> _Material provided_:
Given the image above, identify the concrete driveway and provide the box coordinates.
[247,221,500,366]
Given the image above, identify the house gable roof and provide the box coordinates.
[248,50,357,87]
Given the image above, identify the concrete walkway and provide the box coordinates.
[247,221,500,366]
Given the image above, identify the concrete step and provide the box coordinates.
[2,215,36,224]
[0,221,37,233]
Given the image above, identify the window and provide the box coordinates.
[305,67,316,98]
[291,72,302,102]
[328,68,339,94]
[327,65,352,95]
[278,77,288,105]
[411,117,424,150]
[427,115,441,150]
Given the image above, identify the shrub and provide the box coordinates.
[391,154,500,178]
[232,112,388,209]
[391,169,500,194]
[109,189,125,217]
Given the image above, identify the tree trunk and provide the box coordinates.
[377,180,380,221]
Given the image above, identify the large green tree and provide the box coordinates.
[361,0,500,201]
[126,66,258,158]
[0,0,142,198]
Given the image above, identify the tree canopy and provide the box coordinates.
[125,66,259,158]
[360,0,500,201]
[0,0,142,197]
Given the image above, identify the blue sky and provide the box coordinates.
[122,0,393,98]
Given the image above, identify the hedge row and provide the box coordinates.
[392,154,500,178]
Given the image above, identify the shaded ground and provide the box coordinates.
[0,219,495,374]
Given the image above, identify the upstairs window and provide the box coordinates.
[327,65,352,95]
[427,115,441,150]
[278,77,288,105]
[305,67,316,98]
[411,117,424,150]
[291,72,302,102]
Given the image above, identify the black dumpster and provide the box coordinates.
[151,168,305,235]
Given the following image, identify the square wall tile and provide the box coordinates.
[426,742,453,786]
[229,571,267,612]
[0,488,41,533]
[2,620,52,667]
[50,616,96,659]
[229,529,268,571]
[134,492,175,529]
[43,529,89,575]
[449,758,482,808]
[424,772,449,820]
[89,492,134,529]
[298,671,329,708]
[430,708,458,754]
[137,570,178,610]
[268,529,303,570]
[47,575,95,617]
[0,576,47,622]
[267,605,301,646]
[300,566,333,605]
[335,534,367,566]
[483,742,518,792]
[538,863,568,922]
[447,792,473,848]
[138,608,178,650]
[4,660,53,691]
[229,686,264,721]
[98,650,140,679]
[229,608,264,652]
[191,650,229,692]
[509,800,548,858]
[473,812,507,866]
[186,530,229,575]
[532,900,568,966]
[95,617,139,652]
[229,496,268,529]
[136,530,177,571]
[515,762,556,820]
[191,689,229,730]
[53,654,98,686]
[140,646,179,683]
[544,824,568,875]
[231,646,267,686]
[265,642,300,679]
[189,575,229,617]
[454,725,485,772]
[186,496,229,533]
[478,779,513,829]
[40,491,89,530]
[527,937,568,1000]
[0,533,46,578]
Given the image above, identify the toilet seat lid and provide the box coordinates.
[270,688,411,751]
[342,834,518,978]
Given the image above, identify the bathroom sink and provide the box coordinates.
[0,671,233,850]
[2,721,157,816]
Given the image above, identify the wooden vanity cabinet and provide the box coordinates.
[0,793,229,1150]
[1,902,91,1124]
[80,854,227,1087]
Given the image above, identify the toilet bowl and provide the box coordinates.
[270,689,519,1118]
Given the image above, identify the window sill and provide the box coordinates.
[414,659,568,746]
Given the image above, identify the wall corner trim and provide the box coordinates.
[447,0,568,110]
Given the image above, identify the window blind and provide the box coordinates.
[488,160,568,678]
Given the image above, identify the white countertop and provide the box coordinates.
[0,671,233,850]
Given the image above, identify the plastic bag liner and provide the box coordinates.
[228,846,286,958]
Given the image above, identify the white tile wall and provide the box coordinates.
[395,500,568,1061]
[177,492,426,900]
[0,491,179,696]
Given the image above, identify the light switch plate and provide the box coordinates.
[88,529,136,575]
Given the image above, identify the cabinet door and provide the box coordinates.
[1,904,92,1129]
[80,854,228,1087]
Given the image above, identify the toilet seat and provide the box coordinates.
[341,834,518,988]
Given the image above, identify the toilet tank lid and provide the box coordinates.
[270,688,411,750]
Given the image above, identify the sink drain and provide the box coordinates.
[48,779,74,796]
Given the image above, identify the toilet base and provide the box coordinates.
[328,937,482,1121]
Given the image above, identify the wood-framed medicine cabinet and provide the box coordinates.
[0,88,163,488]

> _Do this_: Copy every one of the rows above, word for word, with nothing added or changed.

> _Exercise response_:
Given the image above, identify the concrete driveway and provide the box coordinates.
[247,221,500,366]
Given the image above, identify the house gable roof and provide the box coordinates.
[248,50,357,87]
Given the image above, identify the concrete walkway and provide the box coordinates.
[247,221,500,366]
Given the image above, identify the concrete step and provide the box coordinates.
[2,215,36,224]
[0,221,37,233]
Given the image above, identify the window and provide the box coordinates.
[305,67,316,98]
[291,72,302,102]
[328,68,339,94]
[327,65,352,95]
[278,77,288,105]
[411,117,424,150]
[427,115,441,150]
Given the image above, identify the shrub and provide the box coordinates.
[391,154,500,178]
[232,112,388,209]
[391,169,500,194]
[109,189,125,217]
Given the image above, identify the tree trunk and provide the box coordinates.
[377,180,380,221]
Given the image above, identify the large green tree and provide the box coordinates.
[361,0,500,201]
[126,66,258,158]
[0,0,142,198]
Given the image above, identify the tree canopy and provide the box coordinates.
[125,66,259,158]
[360,0,500,201]
[0,0,142,197]
Given the image above, identify the blue sky and provide the box coordinates.
[122,0,393,98]
Given the image above, identify the hedge row and provide the box coordinates.
[392,154,500,178]
Given the image above, identify the shaded ground and provide the box coordinates.
[0,219,495,374]
Given the image above, identify the upstairs window and provide the box coordinates.
[327,65,352,95]
[427,115,441,150]
[278,77,288,105]
[305,67,316,98]
[411,117,424,150]
[291,72,302,102]
Given the image above, identify the black dumpster and provide the box coordinates.
[151,168,305,235]
Given the following image, identify the square wall tile and provide the box coordinates.
[426,742,453,786]
[229,571,267,612]
[0,488,41,533]
[2,620,52,667]
[50,616,96,659]
[229,529,268,571]
[134,492,175,529]
[43,529,89,575]
[449,758,482,808]
[424,772,449,820]
[89,492,134,529]
[298,671,329,708]
[430,708,458,754]
[137,570,178,610]
[268,529,303,570]
[47,575,95,617]
[0,576,47,622]
[267,605,301,646]
[300,566,333,605]
[335,534,367,566]
[483,742,518,792]
[538,863,568,922]
[447,792,473,848]
[138,608,178,650]
[4,660,53,691]
[229,686,264,721]
[98,650,140,679]
[229,608,264,652]
[191,650,229,692]
[509,800,548,858]
[473,812,507,866]
[186,530,229,575]
[532,900,568,966]
[95,617,139,652]
[229,496,268,529]
[136,530,177,571]
[515,762,556,820]
[191,689,229,730]
[53,654,98,686]
[140,646,179,683]
[544,824,568,875]
[231,646,267,686]
[265,642,300,679]
[189,575,229,617]
[454,725,485,772]
[186,496,229,533]
[478,779,513,829]
[40,491,89,530]
[527,937,568,1000]
[0,533,46,578]
Given the image above, identify the toilet seat lid and provide the box coordinates.
[270,688,411,751]
[342,834,518,978]
Given the image above, identify the bathroom sink and provide the box coordinates.
[0,671,233,850]
[2,721,157,816]
Given the image above, identify the wooden vanity cabinet and provide the box coordinates.
[0,793,229,1150]
[1,902,91,1124]
[80,854,227,1087]
Given the image above, identify the toilet bowl and provide the box coordinates.
[270,689,519,1118]
Given the image above, identify the window sill and provide the box coordinates.
[414,659,568,746]
Given the image above, identify the wall corner trim and provide the box coordinates.
[447,0,568,110]
Given the image above, identify the window blind and provide the box coordinates.
[488,160,568,678]
Given the image above, identify the white countertop and provide the box coordinates.
[0,671,233,850]
Given the image above, identify the plastic bag liner and provide the box coordinates.
[228,846,286,958]
Given the image above, identify the white tile wall and provide the box coordinates.
[395,500,568,1061]
[177,492,426,900]
[0,491,179,696]
Given the image above, identify the light switch plate and provide the box coordinates.
[88,529,136,575]
Given the image above, identify the cabinet door and provide the box coordinates.
[1,904,92,1129]
[80,854,228,1087]
Given the image above, identify the toilet seat and provide the box coordinates.
[341,834,518,988]
Given the image above, identify the toilet tank lid and provide the box coordinates.
[270,688,411,750]
Given the image above, identify the sink drain and provide the box coordinates.
[48,779,74,796]
Given the image above, identify the toilet base and provide the box coordinates.
[328,937,482,1121]
Given the image above, identify the wood-framed medicine cabinet and provide the box coordinates.
[0,88,163,488]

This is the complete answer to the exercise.